EXERCISE GOAL: Retype each record shown below, leaving every character as it is.

GIVEN INFORMATION:
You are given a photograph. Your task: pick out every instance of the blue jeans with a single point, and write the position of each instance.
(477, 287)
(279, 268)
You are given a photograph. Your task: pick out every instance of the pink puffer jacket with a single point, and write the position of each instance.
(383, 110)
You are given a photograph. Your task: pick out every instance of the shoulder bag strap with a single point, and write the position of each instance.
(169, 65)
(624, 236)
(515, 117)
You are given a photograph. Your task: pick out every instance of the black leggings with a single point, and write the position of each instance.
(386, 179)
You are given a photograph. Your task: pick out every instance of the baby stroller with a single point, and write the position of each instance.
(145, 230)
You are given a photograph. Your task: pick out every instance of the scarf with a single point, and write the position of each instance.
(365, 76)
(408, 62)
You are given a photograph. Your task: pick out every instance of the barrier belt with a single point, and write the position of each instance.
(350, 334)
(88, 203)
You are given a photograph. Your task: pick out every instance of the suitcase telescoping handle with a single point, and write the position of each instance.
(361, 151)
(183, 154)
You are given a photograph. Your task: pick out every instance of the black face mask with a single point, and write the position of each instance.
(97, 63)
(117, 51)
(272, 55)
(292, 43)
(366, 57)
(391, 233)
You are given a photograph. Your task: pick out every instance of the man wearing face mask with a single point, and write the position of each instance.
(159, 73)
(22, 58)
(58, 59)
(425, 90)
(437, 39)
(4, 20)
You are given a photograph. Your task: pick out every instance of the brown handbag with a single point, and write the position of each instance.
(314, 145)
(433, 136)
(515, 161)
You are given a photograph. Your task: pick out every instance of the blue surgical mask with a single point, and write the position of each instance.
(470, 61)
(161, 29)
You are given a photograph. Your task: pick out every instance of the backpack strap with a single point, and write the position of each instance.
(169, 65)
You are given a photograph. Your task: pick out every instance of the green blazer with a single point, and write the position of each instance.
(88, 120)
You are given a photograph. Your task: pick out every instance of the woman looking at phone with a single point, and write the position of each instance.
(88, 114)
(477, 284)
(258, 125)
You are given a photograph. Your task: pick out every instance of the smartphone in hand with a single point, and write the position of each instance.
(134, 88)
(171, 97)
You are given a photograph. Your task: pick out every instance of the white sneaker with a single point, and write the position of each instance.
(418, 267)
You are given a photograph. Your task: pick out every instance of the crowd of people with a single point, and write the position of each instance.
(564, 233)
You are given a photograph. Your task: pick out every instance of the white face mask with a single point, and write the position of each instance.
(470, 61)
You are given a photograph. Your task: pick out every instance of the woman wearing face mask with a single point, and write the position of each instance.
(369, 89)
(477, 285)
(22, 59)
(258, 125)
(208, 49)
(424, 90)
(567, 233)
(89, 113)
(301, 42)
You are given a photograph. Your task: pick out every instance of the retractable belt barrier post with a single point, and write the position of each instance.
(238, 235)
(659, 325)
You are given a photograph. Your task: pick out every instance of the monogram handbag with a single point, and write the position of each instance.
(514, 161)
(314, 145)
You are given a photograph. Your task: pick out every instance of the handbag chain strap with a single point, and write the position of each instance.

TASK OUTPUT:
You are given a photograph. Your task: pick out every instance of the blue jeans with a single point, and write the position of each instance.
(477, 287)
(279, 268)
You are given a photograph. Your task: pick out every instance of the pink puffer jacket with a single point, and write the position of each instance.
(383, 110)
You are given a photograph. Your task: pick out every instance of the shoulder bag strap with a single point, and write the position of each instance.
(169, 65)
(624, 236)
(515, 117)
You are given a photograph. Your task: pick out every instance of the black leggings with a single point, and write the position of each instance.
(386, 179)
You are given a photograph. Your task: pick out every instance of the baby stroller with a single point, and write the position of each instance.
(145, 230)
You are given a photograph. Your task: pick out every instance of the scarf with a single point, and write the position of each instance.
(365, 76)
(408, 62)
You are given a photograph. Your task: pick out every instance of the barrier belt with a single point, and write the position of each instance.
(350, 334)
(88, 203)
You are given a photograph. Your task: pick out every instance of the suitcase telescoping handle with a single point, and write the position of each instance.
(361, 151)
(183, 154)
You are given a photograph. Your task: pick out every instance of the black face mask with a single point, and write the position of each instance.
(97, 63)
(117, 51)
(272, 55)
(292, 43)
(366, 57)
(391, 233)
You are given a photograph. Your task: pick out every instance of the man wearing face mask with a single point, and write the position of each instance.
(159, 73)
(22, 58)
(58, 59)
(425, 90)
(437, 39)
(4, 20)
You are given a photograph. Your task: pick out every instance of the brown handbag with a single point, and write the position of each instance.
(314, 145)
(433, 136)
(515, 161)
You are given a photograph. Your task: pick out every instance of the blue surgical mask with a single point, and write the position of each instance.
(470, 61)
(161, 29)
You are given a photograph. Your task: pick out every instance of the backpack strap with a single point, and write the position of each instance.
(169, 65)
You are given a photograph. Your task: pick out every instance of the green blazer with a single point, and write the position of each instance.
(88, 120)
You are given a photograph. Your task: pick out every instance of the woman looking at phone with a single point, and write the position of each instance.
(88, 114)
(477, 284)
(258, 125)
You are given a photograph. Your task: pick out every instance of the smartphone in hand with a single point, and write the position of each instance.
(134, 88)
(171, 97)
You are given a photograph. Your task: pick out every instance of the white sneaker with a single point, and write the position of each instance.
(418, 267)
You are given a photograph. Your task: pick out every instance of the crowd of people with a single point, and write the position of each instance.
(564, 233)
You are given a photograph. Your task: pick out every instance of the white face mask with a single point, and write the position of each instance.
(470, 61)
You are given a photograph. Your task: pick out every instance of the woman wearing face mask with a single point, and write the position of each instance.
(369, 89)
(477, 285)
(22, 59)
(258, 125)
(208, 49)
(424, 90)
(567, 233)
(89, 113)
(301, 42)
You are given a photograph. Your task: pick out every instance of the retractable belt barrier post with a single point, and write the position of each instance.
(238, 235)
(659, 325)
You are given a photograph. Your task: pick out every instance of the monogram handbag with a single point, and write the position of each instance.
(514, 161)
(314, 145)
You are given a photograph. Your task: pick out every instance of the handbag chain strap with a single point, and write the position of each instance.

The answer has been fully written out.